◆ SET PROBLEM
Print out the entries below with no edits.

** Start SUPPLIED INFORMATION **

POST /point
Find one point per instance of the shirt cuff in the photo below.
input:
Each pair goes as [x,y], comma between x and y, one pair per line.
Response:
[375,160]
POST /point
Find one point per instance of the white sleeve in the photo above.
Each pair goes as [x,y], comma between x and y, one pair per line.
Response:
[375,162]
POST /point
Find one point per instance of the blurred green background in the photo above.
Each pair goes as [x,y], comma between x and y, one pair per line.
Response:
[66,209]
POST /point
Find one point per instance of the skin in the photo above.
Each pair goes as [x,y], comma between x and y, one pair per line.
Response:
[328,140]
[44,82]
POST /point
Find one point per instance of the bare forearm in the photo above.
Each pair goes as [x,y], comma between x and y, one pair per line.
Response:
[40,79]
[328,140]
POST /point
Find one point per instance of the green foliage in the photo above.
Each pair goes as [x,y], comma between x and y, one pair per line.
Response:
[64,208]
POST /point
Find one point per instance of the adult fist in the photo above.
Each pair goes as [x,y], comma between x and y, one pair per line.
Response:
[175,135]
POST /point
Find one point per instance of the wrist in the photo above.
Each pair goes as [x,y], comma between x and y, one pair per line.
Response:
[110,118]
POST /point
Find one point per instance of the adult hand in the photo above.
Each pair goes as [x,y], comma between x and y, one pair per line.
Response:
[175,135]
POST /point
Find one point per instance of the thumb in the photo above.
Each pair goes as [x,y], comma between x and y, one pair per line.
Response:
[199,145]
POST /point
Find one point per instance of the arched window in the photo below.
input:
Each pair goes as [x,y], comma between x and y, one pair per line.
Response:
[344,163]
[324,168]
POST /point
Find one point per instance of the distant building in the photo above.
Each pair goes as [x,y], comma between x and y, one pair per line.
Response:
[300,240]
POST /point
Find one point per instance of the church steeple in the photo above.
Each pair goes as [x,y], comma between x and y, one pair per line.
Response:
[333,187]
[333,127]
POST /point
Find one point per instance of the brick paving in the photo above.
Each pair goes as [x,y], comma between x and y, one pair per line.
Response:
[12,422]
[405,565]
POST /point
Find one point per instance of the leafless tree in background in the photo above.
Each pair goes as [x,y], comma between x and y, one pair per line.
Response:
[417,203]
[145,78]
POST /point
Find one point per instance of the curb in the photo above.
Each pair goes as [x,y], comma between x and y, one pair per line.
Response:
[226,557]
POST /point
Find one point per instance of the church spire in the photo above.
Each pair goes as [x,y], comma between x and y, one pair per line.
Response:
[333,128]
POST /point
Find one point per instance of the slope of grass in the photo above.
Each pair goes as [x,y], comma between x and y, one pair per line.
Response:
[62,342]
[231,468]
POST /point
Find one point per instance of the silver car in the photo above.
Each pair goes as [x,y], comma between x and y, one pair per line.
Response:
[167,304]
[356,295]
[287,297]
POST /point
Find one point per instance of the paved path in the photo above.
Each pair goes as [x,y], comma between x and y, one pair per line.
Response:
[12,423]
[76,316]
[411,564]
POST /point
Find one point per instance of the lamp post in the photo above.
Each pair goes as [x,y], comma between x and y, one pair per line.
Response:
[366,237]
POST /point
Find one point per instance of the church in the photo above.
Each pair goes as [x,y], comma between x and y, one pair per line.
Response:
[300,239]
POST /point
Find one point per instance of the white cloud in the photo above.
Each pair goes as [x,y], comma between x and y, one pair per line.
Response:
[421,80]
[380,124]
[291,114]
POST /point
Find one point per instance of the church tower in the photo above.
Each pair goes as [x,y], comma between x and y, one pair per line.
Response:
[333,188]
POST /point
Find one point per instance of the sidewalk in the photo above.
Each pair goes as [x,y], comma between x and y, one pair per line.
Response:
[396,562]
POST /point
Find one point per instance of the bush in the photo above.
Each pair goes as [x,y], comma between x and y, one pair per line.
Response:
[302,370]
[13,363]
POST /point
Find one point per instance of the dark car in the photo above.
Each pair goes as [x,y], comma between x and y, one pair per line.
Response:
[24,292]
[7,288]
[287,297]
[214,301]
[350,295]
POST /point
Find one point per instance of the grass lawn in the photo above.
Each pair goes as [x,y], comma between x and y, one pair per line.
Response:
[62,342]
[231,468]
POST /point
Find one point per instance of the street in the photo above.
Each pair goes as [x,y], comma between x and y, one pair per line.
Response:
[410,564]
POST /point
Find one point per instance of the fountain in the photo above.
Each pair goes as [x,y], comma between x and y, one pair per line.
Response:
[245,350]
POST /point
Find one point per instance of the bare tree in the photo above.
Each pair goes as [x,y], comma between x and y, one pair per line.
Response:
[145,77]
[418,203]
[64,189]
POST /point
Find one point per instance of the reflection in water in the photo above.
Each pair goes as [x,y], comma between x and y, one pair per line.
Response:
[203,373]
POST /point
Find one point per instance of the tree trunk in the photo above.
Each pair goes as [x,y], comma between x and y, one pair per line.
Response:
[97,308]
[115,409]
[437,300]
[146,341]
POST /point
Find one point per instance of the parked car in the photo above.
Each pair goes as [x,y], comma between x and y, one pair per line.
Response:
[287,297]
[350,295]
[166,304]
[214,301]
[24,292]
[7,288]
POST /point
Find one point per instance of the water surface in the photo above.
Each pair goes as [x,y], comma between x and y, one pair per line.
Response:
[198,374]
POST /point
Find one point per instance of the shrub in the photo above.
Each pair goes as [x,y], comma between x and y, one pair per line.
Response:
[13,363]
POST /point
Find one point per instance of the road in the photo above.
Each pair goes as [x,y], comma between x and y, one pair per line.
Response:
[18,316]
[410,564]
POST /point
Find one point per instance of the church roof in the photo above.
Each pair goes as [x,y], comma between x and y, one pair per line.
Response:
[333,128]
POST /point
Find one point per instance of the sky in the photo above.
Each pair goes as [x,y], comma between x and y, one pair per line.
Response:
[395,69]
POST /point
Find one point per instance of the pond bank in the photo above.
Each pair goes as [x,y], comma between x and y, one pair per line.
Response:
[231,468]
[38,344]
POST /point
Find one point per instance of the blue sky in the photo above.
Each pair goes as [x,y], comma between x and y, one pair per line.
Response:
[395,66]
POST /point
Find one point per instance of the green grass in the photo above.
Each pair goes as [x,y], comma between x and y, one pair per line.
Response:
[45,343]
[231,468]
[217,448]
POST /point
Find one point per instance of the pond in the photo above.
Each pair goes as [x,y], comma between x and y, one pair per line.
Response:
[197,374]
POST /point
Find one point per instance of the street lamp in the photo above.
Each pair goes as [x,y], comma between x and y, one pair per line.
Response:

** End SUPPLIED INFORMATION **

◆ FINAL ANSWER
POST /point
Find one point per instance of the shirt cuff in the photo below.
input:
Each pair goes as [x,y], comma between x and y, one pair per line.
Response:
[375,160]
POST /point
Find one point per instance of the white sleeve in the photo above.
Each pair goes as [x,y], comma between x and y, one pair per line.
Response:
[375,162]
POST /point
Find one point per instance of the blurred green background in the photo above.
Each pair goes as [x,y], comma between x and y, one pair per line.
Response:
[66,209]
POST /point
Find one point per instance of the skin in the photo above.
Each pair goes as [x,y], comma between x and y, one pair per line.
Response:
[328,140]
[44,82]
POST /point
Find one point per instance of the bare forearm in the photo above.
Each pair goes as [x,y], comma between x and y, one pair per line.
Response:
[40,79]
[328,140]
POST /point
Find one point per instance of the green foliage in the photo above.
Each pair goes as [x,y], comma between x and y, one pair per line.
Response:
[64,208]
POST /point
Find one point per instance of the adult fist in the photo above.
Each pair goes as [x,y], comma between x and y, one pair per line.
Response:
[175,135]
POST /point
Find one point per instance of the wrist in the photo above.
Each pair goes as [x,y], comma between x and y, one pair per line.
Response:
[110,118]
POST /point
Find one point per instance of the adult hand in the photo above.
Each pair goes as [x,y], comma between x and y, one pair per line.
Response:
[175,135]
POST /point
Find one point per instance of the thumb in the photo above.
Each pair goes as [x,y], comma between x and y, one pair per line.
Response:
[199,145]
POST /point
Find one point per instance of the arched window in the photo below.
input:
Each pair goes as [x,y], comma between x and y, one pair per line.
Response:
[344,163]
[324,168]
POST /point
Find one point per instance of the distant building in the photo above.
Each pair goes as [x,y], comma between x and y, one pair per line.
Response:
[300,240]
POST /point
Find one point per instance of the church steeple in the photo above.
Each pair goes as [x,y], comma between x and y, one pair per line.
Response:
[333,187]
[333,127]
POST /point
Find one point per instance of the brick paving in the photo above.
Each pair goes as [x,y], comma between x and y, one pair per line.
Response:
[12,422]
[405,565]
POST /point
Find one point per instance of the leafless tree in background in the photo above.
Each pair goes as [x,y], comma between x and y, one pair per line.
Response:
[417,203]
[145,78]
POST /point
Find one point per instance of the curb in the photo above.
Each pair goes as [x,y], comma between x and y, one pair per line.
Response:
[226,557]
POST /point
Find one point per instance of the church spire in the photo above.
Each pair goes as [x,y], comma between x and y, one pair per line.
Response:
[333,128]
POST /point
Find one point per instance of the slope of grass in the photo above.
Each pair goes as [x,y], comma between x and y, one pair per line.
Response:
[62,342]
[231,468]
POST /point
Find one point per instance of the silver car in the photo above.
Each pair goes as [x,y], comma between x and y, one pair per line.
Response:
[167,304]
[356,295]
[287,297]
POST /point
Find one point per instance of the paved path in the photo above.
Each pair goes as [x,y], comma between x and y, one pair per line.
Response:
[12,423]
[76,316]
[411,564]
POST /point
Find one point per instance of the lamp post in the photo above.
Each pair goes as [x,y], comma between x and y, one pair per line.
Response:
[366,237]
POST /point
Find one point per instance of the church in the photo above.
Each pair goes as [x,y], comma between x and y, one pair per line.
Response:
[300,239]
POST /point
Find one point per instance of the white cloud in the photo above.
Each pair goes as [x,y], comma between x and y, one pair per line.
Response:
[421,80]
[380,124]
[291,114]
POST /point
Find one point per instance of the church tower in the photo above.
Each pair goes as [x,y], comma between x and y, one pair per line.
Response:
[333,188]
POST /point
Find one point per instance of the sidewalk in the photo above.
Each pair goes as [x,y], comma between x and y, one pair per line.
Response:
[396,562]
POST /point
Find one point per instance of the bush in the photo above.
Each pair goes as [x,y], comma between x and y, one pair per line.
Response:
[302,370]
[13,363]
POST /point
Find one point per instance of the dark car in the photo above.
Each pair goes as [x,y], comma between x and y, one pair per line.
Response:
[24,292]
[7,288]
[287,297]
[214,301]
[350,295]
POST /point
Find one point per instance of the grass lawn in the photo above.
Each pair goes as [x,y], comma between x and y, one pair per line.
Response:
[62,342]
[231,468]
POST /point
Find one point per instance of the street in the photo above.
Each pair goes as [x,y], comma between x and y, one pair per line.
Response:
[410,564]
POST /point
Find one point per instance of the fountain in the photo above.
Each pair goes as [x,y], comma between x and y, one pair per line.
Response:
[245,350]
POST /point
Find one point per instance of the bare tree in the photo above.
Each pair goes as [x,y], comma between x and y, one pair per line.
Response:
[145,77]
[418,203]
[64,189]
POST /point
Find one point per instance of the reflection in water in the photo above.
Each pair goes as [x,y], comma between x and y, one pair per line.
Response:
[203,373]
POST /point
Find one point per instance of the tree trunk in the photo above.
Each pair goes as [x,y], comma between x and y, one pair per line.
Response:
[97,308]
[115,409]
[437,300]
[146,341]
POST /point
Find one point per instance of the parked car in the photo above.
Each pair goes as [x,y], comma between x and y, one pair per line.
Response:
[287,297]
[350,295]
[166,304]
[214,301]
[24,292]
[7,288]
POST /point
Find one point per instance of the water surface in the photo above.
Each pair goes as [x,y], comma between x and y, one pair per line.
Response:
[198,374]
POST /point
Find one point per instance of the shrub in the photo above.
Each pair goes as [x,y], comma between x and y, one pair per line.
Response:
[13,363]
POST /point
Find one point per instance of the road in the photo above.
Each pair goes as [x,y], comma between x and y, one pair per line.
Response:
[18,316]
[410,564]
POST /point
Find one point per instance of the church roof in the photo above.
Each pair goes as [x,y], comma between x and y, one pair per line.
Response:
[333,128]
POST /point
Find one point per instance of the sky in the photo above.
Each pair goes as [x,y], comma between x and y, one pair per line.
Response:
[395,69]
POST /point
Find one point per instance of the pond bank in the photo above.
Each pair goes as [x,y], comma between x and y, one pair per line.
Response:
[231,468]
[38,344]
POST /point
Find one point per instance of the blue sky in the photo above.
Each pair goes as [x,y], comma between x and y, one pair per line.
Response:
[395,66]
POST /point
Find one point per instance of the green grass in the photo above.
Each pair goes as [x,y], comma between x and y, one pair per line.
Response:
[45,343]
[231,468]
[217,448]
POST /point
Find one point per instance of the pond in the photo above.
Each pair goes as [x,y], comma between x and y, one pair per line.
Response:
[197,374]
POST /point
Find one point per instance of the street lamp in the photo above.
Each pair goes as [x,y], comma between x and y, one pair per line.
Response:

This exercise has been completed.